Reproduce the entries below word for word, from the line containing "[point] grassy slope" through the final line of the entries, including both of those lines.

** BEGIN Input material **

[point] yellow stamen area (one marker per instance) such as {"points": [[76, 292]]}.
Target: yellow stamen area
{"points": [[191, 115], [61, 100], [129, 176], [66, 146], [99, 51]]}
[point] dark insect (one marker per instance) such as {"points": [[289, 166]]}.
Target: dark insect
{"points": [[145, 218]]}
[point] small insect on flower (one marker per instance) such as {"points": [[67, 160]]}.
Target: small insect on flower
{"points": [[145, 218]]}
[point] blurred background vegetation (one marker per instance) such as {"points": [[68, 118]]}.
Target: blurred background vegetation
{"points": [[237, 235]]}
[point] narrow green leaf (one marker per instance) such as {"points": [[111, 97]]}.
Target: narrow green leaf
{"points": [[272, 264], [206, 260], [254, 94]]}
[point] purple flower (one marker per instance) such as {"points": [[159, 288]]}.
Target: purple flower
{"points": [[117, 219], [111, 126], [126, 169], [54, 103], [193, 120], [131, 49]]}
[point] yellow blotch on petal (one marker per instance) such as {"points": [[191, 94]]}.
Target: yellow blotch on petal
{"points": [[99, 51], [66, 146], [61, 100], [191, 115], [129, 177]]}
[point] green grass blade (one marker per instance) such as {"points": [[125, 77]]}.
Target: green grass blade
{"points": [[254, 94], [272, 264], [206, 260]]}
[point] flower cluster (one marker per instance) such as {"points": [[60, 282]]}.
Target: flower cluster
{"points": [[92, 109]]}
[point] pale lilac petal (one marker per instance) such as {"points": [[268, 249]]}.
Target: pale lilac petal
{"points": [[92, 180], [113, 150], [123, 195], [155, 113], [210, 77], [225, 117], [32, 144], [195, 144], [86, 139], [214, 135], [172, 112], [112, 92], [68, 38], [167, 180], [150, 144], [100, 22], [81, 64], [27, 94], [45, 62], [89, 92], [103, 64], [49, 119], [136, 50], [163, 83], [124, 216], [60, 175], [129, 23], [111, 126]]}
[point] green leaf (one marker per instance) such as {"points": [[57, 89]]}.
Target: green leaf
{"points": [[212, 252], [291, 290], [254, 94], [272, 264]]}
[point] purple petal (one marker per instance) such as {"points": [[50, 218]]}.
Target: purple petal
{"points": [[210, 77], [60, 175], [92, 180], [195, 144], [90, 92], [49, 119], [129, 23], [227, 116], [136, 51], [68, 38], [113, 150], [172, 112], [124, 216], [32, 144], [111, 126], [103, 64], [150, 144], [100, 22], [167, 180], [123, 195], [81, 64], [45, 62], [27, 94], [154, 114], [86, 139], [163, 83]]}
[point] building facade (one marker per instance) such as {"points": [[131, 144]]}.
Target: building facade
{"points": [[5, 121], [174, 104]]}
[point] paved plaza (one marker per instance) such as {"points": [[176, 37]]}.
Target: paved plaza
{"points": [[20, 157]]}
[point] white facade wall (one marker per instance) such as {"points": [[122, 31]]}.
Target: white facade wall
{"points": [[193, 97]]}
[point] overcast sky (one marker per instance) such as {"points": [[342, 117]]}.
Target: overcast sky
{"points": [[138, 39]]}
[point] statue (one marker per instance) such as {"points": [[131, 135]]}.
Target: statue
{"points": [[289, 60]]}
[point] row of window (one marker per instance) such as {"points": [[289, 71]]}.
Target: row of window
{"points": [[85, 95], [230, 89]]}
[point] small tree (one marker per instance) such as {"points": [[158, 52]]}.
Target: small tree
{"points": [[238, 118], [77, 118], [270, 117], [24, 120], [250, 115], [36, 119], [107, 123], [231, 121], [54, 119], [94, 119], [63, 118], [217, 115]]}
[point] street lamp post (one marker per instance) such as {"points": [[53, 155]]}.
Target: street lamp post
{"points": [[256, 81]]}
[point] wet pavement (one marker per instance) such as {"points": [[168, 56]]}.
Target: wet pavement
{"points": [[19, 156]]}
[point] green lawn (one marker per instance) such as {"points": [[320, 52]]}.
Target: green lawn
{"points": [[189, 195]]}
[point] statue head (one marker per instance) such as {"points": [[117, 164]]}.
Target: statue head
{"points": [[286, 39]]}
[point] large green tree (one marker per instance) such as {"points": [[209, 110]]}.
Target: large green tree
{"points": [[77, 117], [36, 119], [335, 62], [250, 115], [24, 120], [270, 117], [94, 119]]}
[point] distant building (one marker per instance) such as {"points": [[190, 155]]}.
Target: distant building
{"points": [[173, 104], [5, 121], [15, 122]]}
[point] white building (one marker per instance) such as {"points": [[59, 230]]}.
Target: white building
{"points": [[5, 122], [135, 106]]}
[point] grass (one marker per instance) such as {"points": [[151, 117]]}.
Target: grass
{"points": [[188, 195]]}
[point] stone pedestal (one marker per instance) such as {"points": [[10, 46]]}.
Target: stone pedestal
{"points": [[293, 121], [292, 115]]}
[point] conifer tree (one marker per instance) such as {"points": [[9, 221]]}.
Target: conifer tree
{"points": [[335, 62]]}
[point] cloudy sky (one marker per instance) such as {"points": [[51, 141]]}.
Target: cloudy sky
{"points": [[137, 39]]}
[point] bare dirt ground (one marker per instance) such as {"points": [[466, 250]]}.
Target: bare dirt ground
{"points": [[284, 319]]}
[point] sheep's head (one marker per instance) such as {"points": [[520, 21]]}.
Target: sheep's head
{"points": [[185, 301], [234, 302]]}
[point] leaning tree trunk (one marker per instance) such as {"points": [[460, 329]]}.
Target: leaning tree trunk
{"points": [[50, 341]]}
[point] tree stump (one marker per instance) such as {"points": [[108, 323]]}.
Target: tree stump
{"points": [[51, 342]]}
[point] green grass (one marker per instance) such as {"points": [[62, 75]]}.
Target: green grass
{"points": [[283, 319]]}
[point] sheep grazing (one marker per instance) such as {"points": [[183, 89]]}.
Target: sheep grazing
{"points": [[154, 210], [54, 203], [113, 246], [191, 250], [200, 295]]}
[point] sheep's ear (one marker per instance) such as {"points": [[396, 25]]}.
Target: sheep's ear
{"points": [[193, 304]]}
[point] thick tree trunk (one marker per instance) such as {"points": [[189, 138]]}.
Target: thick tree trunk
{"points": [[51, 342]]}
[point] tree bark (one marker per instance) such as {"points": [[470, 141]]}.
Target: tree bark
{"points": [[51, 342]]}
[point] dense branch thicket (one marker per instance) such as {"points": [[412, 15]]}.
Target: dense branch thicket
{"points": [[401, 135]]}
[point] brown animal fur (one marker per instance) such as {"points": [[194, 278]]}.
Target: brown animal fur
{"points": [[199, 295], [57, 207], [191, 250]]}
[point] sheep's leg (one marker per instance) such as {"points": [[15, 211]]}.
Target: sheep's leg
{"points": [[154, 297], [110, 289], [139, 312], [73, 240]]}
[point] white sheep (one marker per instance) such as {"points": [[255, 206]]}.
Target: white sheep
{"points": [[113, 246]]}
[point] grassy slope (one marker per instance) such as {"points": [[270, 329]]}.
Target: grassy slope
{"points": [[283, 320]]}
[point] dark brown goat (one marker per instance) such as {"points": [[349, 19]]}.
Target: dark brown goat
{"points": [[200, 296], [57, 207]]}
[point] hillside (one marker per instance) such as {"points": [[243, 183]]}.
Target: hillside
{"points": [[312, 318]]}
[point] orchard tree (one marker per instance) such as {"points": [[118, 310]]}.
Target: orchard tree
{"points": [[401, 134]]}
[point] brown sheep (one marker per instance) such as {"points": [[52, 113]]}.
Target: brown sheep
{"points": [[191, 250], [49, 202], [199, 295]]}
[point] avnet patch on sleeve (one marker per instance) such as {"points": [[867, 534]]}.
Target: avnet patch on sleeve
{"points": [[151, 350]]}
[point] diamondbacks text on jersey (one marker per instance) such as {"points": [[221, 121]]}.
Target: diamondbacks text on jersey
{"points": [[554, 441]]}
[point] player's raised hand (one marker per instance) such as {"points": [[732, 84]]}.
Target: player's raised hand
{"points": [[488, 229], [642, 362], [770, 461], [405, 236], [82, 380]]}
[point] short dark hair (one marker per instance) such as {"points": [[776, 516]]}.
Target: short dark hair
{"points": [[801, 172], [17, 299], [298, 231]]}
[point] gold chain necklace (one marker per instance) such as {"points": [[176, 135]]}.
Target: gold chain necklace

** END Input material **

#### [Correct answer]
[point] grassy slope (one marker per instance) such as {"points": [[270, 329]]}.
Target: grassy slope
{"points": [[283, 320]]}
[point] dark brown goat (one marker per instance) such as {"points": [[349, 19]]}.
Target: dark brown goat
{"points": [[200, 296], [57, 207]]}
[point] hillside (one marker per instance) such as {"points": [[243, 183]]}.
Target: hillside
{"points": [[312, 318]]}
[point] orchard tree (one marker per instance) such as {"points": [[118, 310]]}.
Target: orchard tree
{"points": [[401, 134]]}
[point] brown sheep (one marker per instance) such as {"points": [[52, 113]]}.
Target: brown sheep
{"points": [[191, 250], [49, 202], [199, 295]]}
[point] avnet patch on sleeve (one marker per instance) such as {"points": [[867, 534]]}.
Target: avnet patch on sleeve
{"points": [[151, 350]]}
[point] diamondbacks text on jersey (one marker per instance) such as {"points": [[221, 121]]}.
Target: diamondbacks text on jersey
{"points": [[554, 441]]}
[point] player's raised hand (one marker per instance) such as {"points": [[732, 84]]}.
Target: player's raised hand
{"points": [[488, 229], [642, 362], [770, 461], [405, 236], [82, 380]]}
[point] short dark hair (one marker per instance) such as {"points": [[776, 516]]}.
Target: short dark hair
{"points": [[801, 172], [17, 299], [298, 231]]}
[point] gold chain necklace (one marker per instance) such as {"points": [[176, 135]]}.
Target: gold chain necklace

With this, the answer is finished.